# About this task
Whenever a line in this data holds the word "covered", report that line in full.

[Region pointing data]
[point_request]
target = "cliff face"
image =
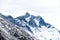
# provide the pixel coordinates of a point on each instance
(27, 27)
(10, 31)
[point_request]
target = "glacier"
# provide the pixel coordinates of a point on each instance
(27, 27)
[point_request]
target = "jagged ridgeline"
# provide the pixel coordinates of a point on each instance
(27, 27)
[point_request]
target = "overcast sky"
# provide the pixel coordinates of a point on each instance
(48, 9)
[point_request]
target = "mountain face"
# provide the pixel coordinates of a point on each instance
(27, 27)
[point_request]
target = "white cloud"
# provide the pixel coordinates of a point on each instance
(49, 9)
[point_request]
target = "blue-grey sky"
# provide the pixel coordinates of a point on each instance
(48, 9)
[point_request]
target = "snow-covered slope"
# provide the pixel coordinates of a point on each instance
(10, 31)
(35, 26)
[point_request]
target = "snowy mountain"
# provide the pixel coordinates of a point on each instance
(27, 27)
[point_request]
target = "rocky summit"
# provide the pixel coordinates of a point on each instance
(27, 27)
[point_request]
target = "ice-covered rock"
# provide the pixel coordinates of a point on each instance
(27, 27)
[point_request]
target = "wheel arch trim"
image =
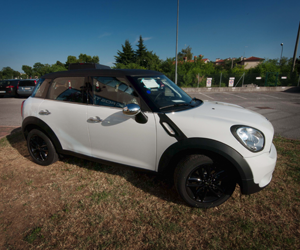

# Output for this task
target = "snow-covered slope"
target = "ice-covered rock"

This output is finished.